[Data records]
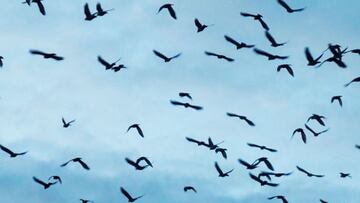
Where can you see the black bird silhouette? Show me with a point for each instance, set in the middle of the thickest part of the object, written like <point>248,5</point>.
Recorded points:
<point>318,118</point>
<point>47,55</point>
<point>186,105</point>
<point>282,198</point>
<point>11,153</point>
<point>200,27</point>
<point>272,40</point>
<point>128,196</point>
<point>308,173</point>
<point>107,64</point>
<point>302,133</point>
<point>66,124</point>
<point>286,67</point>
<point>268,55</point>
<point>170,8</point>
<point>45,185</point>
<point>249,122</point>
<point>77,159</point>
<point>221,173</point>
<point>237,44</point>
<point>137,127</point>
<point>185,94</point>
<point>337,98</point>
<point>40,6</point>
<point>257,17</point>
<point>354,80</point>
<point>315,133</point>
<point>165,58</point>
<point>101,11</point>
<point>88,15</point>
<point>262,182</point>
<point>262,147</point>
<point>219,56</point>
<point>310,59</point>
<point>287,7</point>
<point>187,188</point>
<point>345,175</point>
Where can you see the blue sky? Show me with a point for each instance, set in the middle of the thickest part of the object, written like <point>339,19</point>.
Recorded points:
<point>35,94</point>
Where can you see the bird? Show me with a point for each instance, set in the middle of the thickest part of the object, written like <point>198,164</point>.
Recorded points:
<point>45,185</point>
<point>357,79</point>
<point>40,6</point>
<point>249,122</point>
<point>262,182</point>
<point>47,55</point>
<point>219,56</point>
<point>165,58</point>
<point>101,11</point>
<point>310,59</point>
<point>272,40</point>
<point>345,175</point>
<point>282,198</point>
<point>187,188</point>
<point>221,173</point>
<point>337,98</point>
<point>11,153</point>
<point>286,67</point>
<point>315,133</point>
<point>128,196</point>
<point>302,133</point>
<point>318,118</point>
<point>138,129</point>
<point>261,147</point>
<point>287,7</point>
<point>88,15</point>
<point>170,8</point>
<point>136,164</point>
<point>107,64</point>
<point>79,160</point>
<point>268,55</point>
<point>257,17</point>
<point>185,94</point>
<point>308,173</point>
<point>200,27</point>
<point>237,44</point>
<point>66,124</point>
<point>186,105</point>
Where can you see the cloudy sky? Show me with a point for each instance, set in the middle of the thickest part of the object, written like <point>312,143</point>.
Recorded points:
<point>35,94</point>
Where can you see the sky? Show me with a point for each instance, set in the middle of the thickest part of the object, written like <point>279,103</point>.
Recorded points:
<point>36,93</point>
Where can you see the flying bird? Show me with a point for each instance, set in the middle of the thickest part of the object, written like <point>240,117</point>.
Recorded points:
<point>268,55</point>
<point>66,124</point>
<point>128,196</point>
<point>138,129</point>
<point>88,15</point>
<point>219,56</point>
<point>287,7</point>
<point>170,8</point>
<point>186,105</point>
<point>272,40</point>
<point>261,147</point>
<point>257,17</point>
<point>237,44</point>
<point>47,55</point>
<point>249,122</point>
<point>77,159</point>
<point>11,153</point>
<point>337,98</point>
<point>308,173</point>
<point>165,58</point>
<point>286,67</point>
<point>221,173</point>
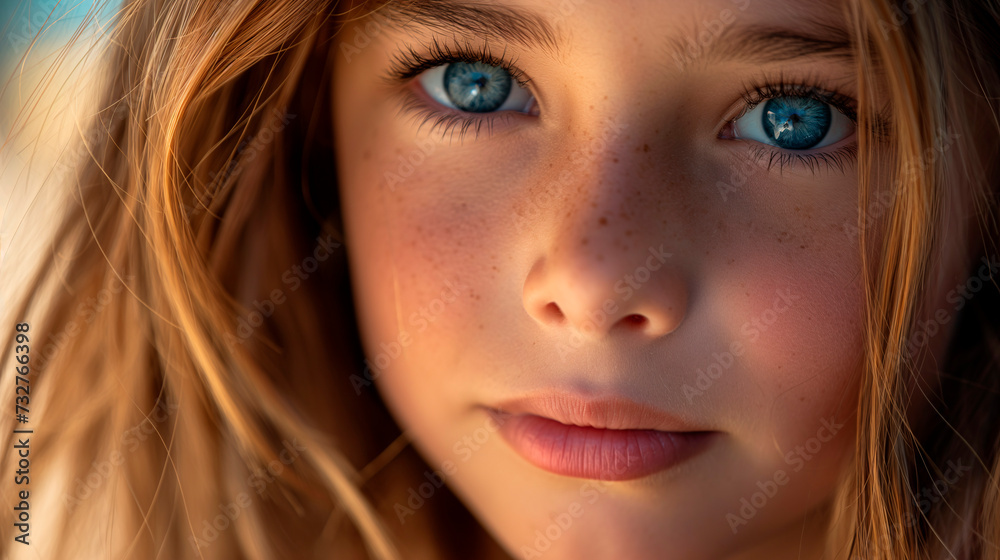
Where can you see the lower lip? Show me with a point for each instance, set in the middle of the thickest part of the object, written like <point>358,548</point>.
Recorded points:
<point>596,453</point>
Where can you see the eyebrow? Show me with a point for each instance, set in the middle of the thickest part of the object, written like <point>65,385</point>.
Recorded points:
<point>750,43</point>
<point>762,44</point>
<point>505,23</point>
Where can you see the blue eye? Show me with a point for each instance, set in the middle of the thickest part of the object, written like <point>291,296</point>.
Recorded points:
<point>475,87</point>
<point>794,123</point>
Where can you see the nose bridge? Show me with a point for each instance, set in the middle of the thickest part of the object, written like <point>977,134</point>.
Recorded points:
<point>602,265</point>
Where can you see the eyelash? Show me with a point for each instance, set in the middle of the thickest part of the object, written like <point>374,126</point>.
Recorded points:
<point>408,63</point>
<point>771,87</point>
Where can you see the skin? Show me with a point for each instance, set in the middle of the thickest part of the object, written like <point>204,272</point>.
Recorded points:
<point>477,270</point>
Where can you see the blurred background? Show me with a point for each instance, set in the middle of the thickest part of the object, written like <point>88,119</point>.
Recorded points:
<point>48,49</point>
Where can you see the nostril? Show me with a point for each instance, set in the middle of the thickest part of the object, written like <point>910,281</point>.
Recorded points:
<point>552,313</point>
<point>635,320</point>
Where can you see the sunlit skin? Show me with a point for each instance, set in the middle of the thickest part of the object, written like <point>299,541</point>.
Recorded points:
<point>482,266</point>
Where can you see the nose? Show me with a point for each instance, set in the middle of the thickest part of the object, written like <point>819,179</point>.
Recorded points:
<point>637,292</point>
<point>598,272</point>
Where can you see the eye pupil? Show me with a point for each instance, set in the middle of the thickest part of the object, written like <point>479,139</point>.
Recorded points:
<point>796,123</point>
<point>476,87</point>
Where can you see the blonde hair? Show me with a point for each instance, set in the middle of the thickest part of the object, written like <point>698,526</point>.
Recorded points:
<point>210,179</point>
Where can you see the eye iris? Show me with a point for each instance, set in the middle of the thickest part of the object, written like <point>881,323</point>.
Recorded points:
<point>476,87</point>
<point>796,123</point>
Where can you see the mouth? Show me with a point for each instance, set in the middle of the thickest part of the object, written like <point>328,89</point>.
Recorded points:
<point>607,439</point>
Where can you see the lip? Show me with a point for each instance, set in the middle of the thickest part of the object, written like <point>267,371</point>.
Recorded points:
<point>610,438</point>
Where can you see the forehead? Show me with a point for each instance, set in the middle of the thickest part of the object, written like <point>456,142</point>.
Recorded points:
<point>714,30</point>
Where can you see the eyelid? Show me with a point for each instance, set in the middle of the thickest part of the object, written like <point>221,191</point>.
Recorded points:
<point>408,62</point>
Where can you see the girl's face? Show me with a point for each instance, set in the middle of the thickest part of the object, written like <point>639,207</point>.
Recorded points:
<point>608,278</point>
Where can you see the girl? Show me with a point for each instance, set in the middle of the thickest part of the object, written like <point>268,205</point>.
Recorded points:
<point>636,279</point>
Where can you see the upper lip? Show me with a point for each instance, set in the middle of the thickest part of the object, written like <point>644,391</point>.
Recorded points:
<point>609,412</point>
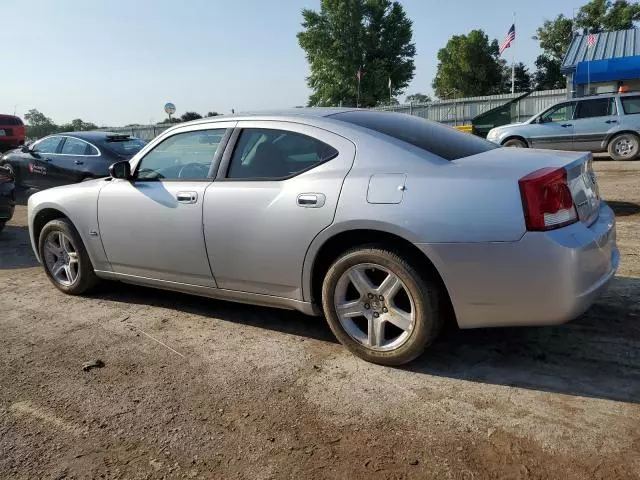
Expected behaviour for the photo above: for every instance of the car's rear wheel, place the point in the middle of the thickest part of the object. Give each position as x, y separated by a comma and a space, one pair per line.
379, 306
515, 143
65, 259
624, 146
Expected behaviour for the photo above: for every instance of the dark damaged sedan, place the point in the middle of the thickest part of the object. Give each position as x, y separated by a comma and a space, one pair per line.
7, 196
66, 158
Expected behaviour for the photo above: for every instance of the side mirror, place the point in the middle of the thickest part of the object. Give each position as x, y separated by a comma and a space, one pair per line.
120, 170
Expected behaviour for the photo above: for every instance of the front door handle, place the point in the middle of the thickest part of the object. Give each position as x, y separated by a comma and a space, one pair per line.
311, 200
187, 197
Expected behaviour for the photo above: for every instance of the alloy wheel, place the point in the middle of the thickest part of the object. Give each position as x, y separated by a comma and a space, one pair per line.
374, 307
61, 258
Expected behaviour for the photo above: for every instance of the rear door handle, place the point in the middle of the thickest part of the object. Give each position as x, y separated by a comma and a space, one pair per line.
187, 197
311, 200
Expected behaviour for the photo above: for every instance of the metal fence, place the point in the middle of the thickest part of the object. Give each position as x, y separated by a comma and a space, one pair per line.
461, 111
458, 111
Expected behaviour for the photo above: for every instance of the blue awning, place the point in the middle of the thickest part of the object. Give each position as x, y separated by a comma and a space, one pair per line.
609, 70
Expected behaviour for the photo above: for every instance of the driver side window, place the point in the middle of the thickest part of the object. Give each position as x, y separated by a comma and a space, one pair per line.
184, 156
560, 113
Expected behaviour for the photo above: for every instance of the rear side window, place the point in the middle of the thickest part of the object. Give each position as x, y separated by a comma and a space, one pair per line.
264, 154
432, 137
600, 107
10, 121
631, 105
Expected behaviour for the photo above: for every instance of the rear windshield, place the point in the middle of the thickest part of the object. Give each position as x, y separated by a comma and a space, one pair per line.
10, 121
631, 105
433, 137
126, 146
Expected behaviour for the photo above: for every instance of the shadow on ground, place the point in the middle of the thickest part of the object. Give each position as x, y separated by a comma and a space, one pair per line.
15, 248
597, 355
624, 209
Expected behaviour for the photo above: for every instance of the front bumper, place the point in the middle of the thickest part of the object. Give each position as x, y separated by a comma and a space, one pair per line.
545, 278
7, 201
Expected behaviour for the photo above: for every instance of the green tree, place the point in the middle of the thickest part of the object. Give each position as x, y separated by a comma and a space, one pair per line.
606, 15
77, 125
522, 78
548, 75
188, 116
347, 36
38, 124
417, 98
468, 66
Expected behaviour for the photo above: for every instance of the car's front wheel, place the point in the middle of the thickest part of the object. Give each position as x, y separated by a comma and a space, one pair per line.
624, 146
379, 306
65, 259
515, 143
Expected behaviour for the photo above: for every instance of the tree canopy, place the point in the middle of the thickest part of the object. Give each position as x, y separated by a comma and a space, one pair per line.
468, 66
373, 37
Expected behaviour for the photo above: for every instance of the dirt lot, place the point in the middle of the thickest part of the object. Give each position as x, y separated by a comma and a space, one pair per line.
196, 388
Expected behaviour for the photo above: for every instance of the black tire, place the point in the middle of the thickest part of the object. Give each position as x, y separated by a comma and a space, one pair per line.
86, 277
624, 146
515, 143
425, 294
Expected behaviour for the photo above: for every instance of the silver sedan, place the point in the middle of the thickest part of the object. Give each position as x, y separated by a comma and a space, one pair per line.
383, 222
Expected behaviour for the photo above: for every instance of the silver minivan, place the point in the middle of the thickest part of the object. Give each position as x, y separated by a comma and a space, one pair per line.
604, 123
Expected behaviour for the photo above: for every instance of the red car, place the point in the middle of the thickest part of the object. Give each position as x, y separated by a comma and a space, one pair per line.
12, 132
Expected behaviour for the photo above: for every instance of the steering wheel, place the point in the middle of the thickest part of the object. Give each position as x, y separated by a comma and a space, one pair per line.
193, 170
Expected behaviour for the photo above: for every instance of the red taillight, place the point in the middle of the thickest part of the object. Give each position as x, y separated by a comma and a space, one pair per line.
547, 200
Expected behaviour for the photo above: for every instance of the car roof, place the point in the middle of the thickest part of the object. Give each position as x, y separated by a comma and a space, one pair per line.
91, 136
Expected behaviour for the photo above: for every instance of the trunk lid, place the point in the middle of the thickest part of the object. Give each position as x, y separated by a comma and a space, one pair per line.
517, 163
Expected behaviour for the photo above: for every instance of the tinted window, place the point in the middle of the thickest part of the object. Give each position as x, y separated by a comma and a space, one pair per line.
630, 105
600, 107
10, 121
433, 137
125, 146
47, 145
74, 146
560, 113
276, 154
184, 156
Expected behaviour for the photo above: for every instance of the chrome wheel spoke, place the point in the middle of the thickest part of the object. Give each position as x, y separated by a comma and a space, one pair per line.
350, 309
360, 281
390, 286
401, 319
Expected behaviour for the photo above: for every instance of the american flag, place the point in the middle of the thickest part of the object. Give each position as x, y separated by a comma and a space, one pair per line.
511, 36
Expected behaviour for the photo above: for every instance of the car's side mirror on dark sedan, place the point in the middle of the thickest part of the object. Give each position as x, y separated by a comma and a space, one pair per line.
120, 170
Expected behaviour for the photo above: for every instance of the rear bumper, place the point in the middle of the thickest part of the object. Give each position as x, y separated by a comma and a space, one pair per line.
545, 278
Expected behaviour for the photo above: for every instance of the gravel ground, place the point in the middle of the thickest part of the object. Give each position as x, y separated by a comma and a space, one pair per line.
196, 388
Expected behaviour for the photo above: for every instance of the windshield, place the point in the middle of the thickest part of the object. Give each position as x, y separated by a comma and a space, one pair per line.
126, 147
433, 137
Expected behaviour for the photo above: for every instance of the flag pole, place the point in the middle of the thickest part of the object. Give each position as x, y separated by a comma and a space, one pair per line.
513, 60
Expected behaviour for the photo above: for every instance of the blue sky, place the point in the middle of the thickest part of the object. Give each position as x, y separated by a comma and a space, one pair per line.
116, 62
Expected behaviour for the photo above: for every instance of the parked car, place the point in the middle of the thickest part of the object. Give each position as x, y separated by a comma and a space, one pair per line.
71, 157
380, 220
12, 132
603, 123
7, 196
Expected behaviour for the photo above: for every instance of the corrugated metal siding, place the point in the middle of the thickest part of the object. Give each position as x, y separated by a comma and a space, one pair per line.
462, 110
621, 43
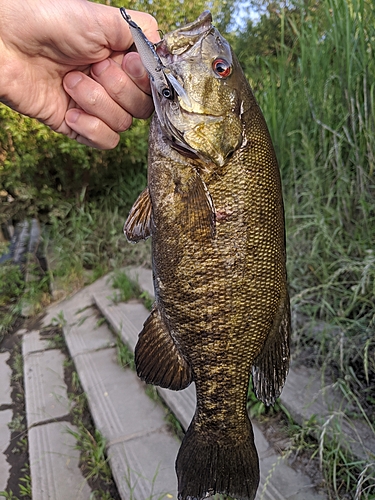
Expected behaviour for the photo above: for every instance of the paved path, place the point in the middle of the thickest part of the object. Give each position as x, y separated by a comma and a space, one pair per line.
140, 445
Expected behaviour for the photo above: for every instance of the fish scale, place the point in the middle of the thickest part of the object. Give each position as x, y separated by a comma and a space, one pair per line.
215, 212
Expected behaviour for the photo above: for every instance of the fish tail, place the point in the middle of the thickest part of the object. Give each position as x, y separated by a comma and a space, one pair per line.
205, 467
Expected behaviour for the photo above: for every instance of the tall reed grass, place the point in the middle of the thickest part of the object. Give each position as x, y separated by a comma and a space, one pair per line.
318, 97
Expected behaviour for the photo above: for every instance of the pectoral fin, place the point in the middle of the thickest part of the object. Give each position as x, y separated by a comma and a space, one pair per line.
198, 215
271, 366
138, 224
157, 358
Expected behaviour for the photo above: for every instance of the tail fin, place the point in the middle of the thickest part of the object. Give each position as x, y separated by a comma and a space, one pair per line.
207, 467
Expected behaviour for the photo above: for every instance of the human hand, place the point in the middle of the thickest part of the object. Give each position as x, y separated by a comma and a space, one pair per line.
64, 64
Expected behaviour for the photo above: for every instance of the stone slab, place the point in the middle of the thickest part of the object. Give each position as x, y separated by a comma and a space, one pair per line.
85, 335
118, 404
32, 342
54, 464
126, 318
5, 434
5, 377
143, 467
76, 302
45, 389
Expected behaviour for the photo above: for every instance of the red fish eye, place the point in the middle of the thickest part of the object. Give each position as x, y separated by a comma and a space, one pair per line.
222, 68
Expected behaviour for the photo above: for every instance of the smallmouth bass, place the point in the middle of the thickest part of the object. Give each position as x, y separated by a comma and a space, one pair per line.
214, 209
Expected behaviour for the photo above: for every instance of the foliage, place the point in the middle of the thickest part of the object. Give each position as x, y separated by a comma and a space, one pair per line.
312, 68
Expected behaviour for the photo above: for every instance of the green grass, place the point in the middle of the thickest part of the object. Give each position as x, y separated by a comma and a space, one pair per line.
317, 93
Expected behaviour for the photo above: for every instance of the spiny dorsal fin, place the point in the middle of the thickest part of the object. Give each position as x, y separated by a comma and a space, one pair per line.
138, 224
157, 357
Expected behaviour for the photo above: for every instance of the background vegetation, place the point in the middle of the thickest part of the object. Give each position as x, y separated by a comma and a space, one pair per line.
312, 67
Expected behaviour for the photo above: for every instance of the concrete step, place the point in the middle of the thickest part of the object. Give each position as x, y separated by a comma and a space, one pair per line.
54, 461
278, 480
140, 446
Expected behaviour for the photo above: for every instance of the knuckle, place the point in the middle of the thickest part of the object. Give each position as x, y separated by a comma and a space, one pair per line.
125, 123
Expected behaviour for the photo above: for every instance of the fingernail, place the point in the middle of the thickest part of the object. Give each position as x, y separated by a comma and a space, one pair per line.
73, 115
72, 79
133, 66
98, 68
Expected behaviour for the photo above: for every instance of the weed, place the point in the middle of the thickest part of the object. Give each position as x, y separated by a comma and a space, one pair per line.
100, 495
17, 424
57, 341
100, 322
127, 288
21, 446
147, 300
92, 447
59, 320
125, 356
8, 495
17, 366
25, 483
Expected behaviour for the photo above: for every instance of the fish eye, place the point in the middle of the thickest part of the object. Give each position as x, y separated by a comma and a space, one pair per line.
222, 68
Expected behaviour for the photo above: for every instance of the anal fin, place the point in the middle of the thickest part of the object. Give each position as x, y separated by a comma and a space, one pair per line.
271, 366
138, 224
157, 358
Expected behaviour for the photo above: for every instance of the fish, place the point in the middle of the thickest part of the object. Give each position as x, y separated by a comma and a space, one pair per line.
214, 208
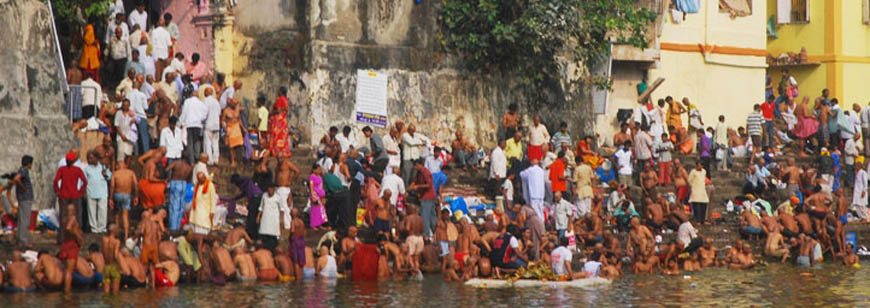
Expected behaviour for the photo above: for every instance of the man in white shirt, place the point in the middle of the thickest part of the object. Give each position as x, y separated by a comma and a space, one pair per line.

Task – Output an exact copy of the lines from the one with "the weed, place" through the closing line of the records, inclusive, without any images.

Your solution –
Expected behaviour for the photo above: for every instance of the weed, place the point in the middle of the thickest part of the object. Give each position as x, y separated by a comma and a space, one pair per line.
100, 495
17, 424
57, 341
100, 322
127, 288
21, 446
147, 300
92, 447
59, 320
125, 356
8, 495
17, 366
25, 483
Expected behaviour for the photo above: for every instance of the fish eye, place the point in the middle of the thickest part of the object. Give each position as x, y separated by a comma and a space, one pair per line.
222, 68
Expected behaviour for the photo above: for every instance of the anal fin, place the point in the middle of the thickest part of the object. Give each position as x, y separated by a comma and a space, one pair per line.
271, 366
138, 224
157, 358
Expected behaviour for the photo above: for every instance of the fish, place the point in the middle of the thickest part of the object. Give each position as x, y separated by a comma and a space, one pair per line.
214, 208
Expected behaviour for the photo above: for every instance of the man in white shirt, place the point in the middle of the thickest part of the object. Give each position as x, y separated by a comma and a space, one pair per line.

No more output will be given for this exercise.